» **What you need to do**:
Copy the Cerebras profile between "The Takeaway: Cerebras" and "or dial-up internet.", inclusive, changing "hype" to "marketing".

» **Supplied passage**:
_ _ _ _
The Takeaway: Cerebras bet that AI speed would matter before anyone else did—and that patience, not hype, would decide the winner.
Key Insights
- Radical performance usually requires a radical architecture; Feldman says you don’t get 15–20x better by making a small tweak to the GPU model.
- Hardware is brutally non-linear: Cerebras spent years “ahead of the market,” building a dinner-plate-sized wafer-scale chip while demand was basically zero.
- The real inflection came when AI stopped being a demo and became daily work; then slow inference became unacceptable, just like “slow search” or dial-up internet.
The Story
Andrew Feldman, cofounder and CEO of Cerebras, has spent more than a decade building what he calls AI computers—machines optimized for inference and training, not general-purpose computing. The company’s wager was contrarian from day one: wafer-scale chips, a 46,000 square millimeter design the size of a dinner plate, when everyone else was building postage-stamp silicon. “They told us we were out of our mind,” he says. “It would never work.”
It almost didn’t. Between 2017 and 2019, the team burned roughly $8 million a month trying to make the thing work, with board meetings every six weeks asking the same painful question: why isn’t it built yet? Then the chip finally yielded, and the company spent the next few years in an awkward place—technically ahead, commercially ignored. Feldman’s read is simple: “When it’s a novelty, nobody cares that you’re fast.”
That changed in 2025, when AI became embedded in real workflows and speed turned into a hard requirement. Cerebras was suddenly in demand across models and customers, from supercomputing labs to OpenAI and AWS. Feldman’s philosophy is blunt: love the hard road, hire fearlessly, and don’t let a company drift into safe mediocrity. His favorite line captures it: “I’m a professional David.”
_ _ _ _
Natural-language descriptions of regions
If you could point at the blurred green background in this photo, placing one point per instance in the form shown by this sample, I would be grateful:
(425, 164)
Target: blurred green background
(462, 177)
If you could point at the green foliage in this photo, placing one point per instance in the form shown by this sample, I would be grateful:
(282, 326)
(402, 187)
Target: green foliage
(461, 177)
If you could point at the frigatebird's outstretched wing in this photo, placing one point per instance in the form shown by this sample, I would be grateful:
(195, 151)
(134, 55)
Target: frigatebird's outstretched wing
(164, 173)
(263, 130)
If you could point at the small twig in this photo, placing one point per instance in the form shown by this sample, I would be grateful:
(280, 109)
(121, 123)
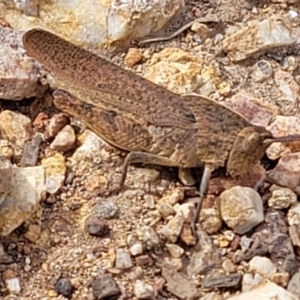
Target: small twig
(179, 31)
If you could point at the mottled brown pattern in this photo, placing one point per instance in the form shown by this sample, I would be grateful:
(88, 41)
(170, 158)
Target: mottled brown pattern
(155, 125)
(92, 74)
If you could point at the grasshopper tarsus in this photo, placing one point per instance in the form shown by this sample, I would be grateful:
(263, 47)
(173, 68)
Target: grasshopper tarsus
(208, 168)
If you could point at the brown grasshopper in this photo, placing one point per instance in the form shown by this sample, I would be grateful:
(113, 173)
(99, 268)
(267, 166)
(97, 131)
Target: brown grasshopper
(153, 124)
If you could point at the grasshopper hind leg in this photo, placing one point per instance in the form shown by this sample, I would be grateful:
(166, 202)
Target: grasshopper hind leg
(141, 157)
(202, 191)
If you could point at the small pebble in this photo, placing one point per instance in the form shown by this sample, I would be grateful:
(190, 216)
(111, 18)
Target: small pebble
(64, 287)
(143, 290)
(95, 226)
(123, 259)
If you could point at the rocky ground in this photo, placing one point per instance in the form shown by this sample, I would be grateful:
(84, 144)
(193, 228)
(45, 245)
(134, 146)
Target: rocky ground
(61, 238)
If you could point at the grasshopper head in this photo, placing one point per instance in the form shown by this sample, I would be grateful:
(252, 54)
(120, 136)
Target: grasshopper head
(248, 148)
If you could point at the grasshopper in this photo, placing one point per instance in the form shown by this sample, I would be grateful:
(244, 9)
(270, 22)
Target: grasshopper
(153, 124)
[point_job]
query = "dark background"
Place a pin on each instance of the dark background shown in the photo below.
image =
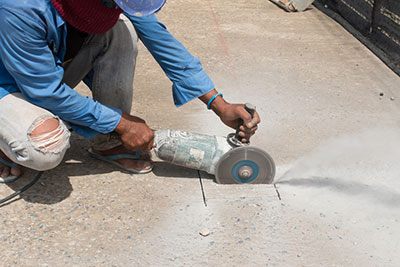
(376, 20)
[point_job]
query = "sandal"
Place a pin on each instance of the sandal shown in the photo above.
(10, 178)
(111, 159)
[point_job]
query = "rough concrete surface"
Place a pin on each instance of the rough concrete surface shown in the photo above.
(335, 140)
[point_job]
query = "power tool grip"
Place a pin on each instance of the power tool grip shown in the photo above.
(250, 108)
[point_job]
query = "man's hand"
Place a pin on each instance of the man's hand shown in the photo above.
(230, 114)
(135, 134)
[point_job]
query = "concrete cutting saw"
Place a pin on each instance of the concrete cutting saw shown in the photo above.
(229, 159)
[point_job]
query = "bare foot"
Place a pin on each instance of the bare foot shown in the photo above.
(142, 164)
(6, 171)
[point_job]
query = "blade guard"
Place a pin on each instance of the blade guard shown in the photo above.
(245, 165)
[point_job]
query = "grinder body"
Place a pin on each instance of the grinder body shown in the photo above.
(191, 150)
(215, 155)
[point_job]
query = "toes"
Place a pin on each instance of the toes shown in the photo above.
(144, 165)
(5, 172)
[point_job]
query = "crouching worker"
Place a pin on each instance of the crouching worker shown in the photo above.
(48, 46)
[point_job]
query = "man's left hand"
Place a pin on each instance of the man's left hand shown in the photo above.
(233, 113)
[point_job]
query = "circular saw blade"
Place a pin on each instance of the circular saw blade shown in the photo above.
(245, 165)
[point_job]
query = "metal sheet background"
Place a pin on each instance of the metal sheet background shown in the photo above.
(377, 20)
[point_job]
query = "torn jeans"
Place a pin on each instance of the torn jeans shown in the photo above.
(107, 63)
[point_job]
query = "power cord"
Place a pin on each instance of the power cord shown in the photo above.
(26, 187)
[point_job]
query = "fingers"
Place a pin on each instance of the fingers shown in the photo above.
(254, 121)
(249, 127)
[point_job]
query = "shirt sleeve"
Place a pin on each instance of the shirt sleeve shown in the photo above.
(184, 70)
(38, 74)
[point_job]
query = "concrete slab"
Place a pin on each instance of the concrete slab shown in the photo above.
(334, 138)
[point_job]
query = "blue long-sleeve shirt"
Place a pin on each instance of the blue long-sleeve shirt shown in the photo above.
(32, 49)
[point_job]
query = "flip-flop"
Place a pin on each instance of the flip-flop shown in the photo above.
(111, 159)
(11, 178)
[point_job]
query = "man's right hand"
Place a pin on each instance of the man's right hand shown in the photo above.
(134, 132)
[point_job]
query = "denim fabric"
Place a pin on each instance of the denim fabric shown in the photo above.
(32, 48)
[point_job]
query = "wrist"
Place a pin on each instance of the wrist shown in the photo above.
(218, 105)
(121, 126)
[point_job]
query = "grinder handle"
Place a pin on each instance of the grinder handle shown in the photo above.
(250, 108)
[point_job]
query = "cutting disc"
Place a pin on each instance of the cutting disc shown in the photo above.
(245, 165)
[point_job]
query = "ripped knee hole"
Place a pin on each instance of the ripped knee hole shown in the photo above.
(49, 134)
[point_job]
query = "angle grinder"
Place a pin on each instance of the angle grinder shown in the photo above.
(229, 159)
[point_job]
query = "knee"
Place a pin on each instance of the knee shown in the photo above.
(49, 138)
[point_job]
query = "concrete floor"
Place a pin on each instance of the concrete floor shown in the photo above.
(335, 140)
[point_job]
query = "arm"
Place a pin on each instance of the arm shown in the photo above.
(187, 75)
(184, 70)
(38, 74)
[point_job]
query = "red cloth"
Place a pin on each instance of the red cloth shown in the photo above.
(90, 16)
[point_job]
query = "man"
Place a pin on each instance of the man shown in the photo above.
(48, 46)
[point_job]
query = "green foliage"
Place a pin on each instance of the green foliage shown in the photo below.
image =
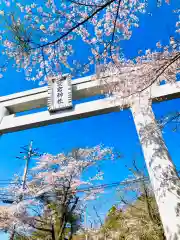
(138, 221)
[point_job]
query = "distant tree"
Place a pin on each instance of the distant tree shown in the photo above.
(52, 202)
(138, 216)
_ _ _ _
» **Output of the task**:
The Takeaway: Cerebras bet that AI speed would matter before anyone else did—and that patience, not marketing, would decide the winner.
Key Insights
- Radical performance usually requires a radical architecture; Feldman says you don’t get 15–20x better by making a small tweak to the GPU model.
- Hardware is brutally non-linear: Cerebras spent years “ahead of the market,” building a dinner-plate-sized wafer-scale chip while demand was basically zero.
- The real inflection came when AI stopped being a demo and became daily work; then slow inference became unacceptable, just like “slow search” or dial-up internet.